Written instruction:
Lines before the one containing "Point to the white wall" are excluded; reproduce that line and all lines after it in the entries below, exactly.

::::::::::

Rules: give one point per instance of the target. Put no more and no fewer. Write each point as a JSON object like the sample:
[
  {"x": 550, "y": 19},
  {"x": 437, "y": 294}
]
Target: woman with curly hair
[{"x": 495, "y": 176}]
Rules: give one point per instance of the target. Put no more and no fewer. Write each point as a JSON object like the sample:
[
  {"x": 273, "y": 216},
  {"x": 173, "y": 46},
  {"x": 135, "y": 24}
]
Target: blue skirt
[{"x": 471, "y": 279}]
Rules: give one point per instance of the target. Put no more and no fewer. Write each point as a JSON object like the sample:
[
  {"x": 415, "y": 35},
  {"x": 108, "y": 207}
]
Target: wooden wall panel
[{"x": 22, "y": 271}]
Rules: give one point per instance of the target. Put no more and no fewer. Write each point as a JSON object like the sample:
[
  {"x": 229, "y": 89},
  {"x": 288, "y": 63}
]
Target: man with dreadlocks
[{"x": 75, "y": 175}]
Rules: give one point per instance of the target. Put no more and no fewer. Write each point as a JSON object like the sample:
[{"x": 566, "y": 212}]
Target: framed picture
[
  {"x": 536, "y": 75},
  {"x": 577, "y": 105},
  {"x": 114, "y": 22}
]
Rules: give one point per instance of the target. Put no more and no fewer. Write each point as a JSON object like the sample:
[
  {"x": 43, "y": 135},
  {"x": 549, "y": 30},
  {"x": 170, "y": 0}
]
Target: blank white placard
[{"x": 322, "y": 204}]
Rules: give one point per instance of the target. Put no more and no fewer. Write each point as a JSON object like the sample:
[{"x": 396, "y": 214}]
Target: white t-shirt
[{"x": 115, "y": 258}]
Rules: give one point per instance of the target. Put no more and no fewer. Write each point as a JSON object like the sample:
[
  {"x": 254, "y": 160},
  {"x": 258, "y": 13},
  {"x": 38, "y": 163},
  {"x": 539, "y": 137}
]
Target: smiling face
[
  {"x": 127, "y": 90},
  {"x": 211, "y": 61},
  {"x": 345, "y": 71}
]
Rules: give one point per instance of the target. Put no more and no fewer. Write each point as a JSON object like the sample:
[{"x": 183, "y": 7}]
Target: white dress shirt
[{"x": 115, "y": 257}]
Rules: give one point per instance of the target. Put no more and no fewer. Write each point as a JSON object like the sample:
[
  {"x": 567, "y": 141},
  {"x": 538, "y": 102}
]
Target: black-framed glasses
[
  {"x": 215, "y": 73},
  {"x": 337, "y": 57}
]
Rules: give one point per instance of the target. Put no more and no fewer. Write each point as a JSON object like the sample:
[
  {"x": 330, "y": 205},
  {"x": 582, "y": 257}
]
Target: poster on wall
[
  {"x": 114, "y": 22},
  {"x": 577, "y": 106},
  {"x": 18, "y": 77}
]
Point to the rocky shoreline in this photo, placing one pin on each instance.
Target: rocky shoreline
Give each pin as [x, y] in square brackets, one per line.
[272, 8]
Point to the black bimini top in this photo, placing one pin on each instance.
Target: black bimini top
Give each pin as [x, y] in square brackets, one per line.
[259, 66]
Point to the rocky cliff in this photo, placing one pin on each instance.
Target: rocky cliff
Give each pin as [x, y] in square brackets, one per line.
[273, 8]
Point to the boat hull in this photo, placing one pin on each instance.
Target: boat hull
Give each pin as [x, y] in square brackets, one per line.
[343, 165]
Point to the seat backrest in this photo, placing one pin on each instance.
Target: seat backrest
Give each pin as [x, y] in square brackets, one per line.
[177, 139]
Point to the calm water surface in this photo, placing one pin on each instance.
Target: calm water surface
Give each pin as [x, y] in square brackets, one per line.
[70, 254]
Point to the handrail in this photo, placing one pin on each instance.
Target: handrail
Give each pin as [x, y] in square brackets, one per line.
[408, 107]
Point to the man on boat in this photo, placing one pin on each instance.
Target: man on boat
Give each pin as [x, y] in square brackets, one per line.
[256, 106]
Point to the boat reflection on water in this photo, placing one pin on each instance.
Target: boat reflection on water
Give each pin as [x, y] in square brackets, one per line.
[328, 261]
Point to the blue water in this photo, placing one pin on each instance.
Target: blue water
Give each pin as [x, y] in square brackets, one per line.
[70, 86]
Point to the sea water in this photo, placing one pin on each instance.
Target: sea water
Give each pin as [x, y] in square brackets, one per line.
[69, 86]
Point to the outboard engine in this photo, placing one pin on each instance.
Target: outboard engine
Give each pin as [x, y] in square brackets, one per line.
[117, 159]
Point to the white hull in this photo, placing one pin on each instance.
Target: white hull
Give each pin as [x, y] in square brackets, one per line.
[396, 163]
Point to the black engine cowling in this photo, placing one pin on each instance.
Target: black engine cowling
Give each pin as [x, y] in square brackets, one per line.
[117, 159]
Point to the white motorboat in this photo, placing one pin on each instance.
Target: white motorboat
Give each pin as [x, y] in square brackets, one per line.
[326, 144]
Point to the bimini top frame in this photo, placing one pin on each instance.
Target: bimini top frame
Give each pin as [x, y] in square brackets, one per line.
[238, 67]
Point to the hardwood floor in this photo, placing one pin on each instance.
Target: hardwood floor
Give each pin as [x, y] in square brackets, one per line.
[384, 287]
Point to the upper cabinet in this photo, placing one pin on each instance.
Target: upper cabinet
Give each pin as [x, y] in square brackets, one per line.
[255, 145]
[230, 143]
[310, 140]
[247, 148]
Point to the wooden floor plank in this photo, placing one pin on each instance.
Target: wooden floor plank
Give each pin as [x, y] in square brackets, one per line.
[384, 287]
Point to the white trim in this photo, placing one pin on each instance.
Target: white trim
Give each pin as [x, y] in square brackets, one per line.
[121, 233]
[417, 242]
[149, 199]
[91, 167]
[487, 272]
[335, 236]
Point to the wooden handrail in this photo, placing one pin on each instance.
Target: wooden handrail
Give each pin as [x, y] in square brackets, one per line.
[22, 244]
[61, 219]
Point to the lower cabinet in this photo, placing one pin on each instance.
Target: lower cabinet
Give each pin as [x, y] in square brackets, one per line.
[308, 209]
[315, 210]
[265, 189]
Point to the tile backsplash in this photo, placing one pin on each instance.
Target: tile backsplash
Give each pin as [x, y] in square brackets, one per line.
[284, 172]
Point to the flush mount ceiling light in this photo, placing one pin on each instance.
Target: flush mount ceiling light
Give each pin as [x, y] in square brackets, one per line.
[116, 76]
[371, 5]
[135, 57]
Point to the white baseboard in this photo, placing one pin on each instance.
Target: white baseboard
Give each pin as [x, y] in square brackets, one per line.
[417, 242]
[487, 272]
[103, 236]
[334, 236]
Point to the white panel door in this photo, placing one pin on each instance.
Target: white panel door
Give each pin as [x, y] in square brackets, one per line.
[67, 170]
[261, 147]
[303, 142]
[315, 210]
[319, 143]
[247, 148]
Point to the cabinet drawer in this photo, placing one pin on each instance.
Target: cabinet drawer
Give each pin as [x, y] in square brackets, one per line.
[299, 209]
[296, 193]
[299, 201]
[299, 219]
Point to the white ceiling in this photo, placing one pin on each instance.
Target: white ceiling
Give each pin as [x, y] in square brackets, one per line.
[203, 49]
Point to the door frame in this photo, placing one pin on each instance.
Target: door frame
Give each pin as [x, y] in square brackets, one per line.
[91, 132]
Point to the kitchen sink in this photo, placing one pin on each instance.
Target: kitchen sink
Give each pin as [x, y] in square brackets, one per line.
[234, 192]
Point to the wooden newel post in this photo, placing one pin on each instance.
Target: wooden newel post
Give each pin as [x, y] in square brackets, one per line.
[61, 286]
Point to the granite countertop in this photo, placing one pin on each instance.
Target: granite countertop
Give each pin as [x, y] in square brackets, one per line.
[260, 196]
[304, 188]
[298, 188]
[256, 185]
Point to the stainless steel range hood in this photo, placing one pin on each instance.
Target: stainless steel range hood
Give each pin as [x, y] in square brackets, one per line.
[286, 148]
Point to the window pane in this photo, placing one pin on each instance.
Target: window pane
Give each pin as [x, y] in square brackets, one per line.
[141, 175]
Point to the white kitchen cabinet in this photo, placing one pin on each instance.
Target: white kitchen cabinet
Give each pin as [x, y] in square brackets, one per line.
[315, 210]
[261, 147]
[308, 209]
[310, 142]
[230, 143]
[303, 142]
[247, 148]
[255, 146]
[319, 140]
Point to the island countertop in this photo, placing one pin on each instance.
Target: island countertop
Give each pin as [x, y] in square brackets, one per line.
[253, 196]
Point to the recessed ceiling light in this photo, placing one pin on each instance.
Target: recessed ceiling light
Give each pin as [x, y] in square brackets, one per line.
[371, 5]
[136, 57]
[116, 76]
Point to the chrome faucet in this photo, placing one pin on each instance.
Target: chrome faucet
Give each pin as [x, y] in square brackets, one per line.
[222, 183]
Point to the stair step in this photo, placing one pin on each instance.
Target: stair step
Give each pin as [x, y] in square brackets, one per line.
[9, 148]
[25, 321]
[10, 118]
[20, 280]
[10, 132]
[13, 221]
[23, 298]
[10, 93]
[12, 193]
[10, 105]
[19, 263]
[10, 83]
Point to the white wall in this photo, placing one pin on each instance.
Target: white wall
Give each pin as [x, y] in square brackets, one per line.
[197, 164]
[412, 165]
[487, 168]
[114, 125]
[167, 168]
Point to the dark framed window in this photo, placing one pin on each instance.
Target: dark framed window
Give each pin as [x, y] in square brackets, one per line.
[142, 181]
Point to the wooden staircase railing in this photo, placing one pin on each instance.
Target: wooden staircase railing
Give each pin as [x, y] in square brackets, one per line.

::::::::::

Output:
Point to the white wall in this photo, placing one pin on each instance.
Target: white wall
Give each pin as [x, y] in square brackets, one per line.
[197, 164]
[412, 165]
[487, 168]
[114, 125]
[167, 168]
Point to the dark framed window in this photo, placing one pin on each instance.
Target: dark framed window
Give each pin as [x, y] in square brackets, one per line.
[142, 181]
Point to the wooden staircase railing in this photo, placing one pin on each instance.
Target: wooden staircase railing
Give each pin as [x, y] in square brackets, one per line.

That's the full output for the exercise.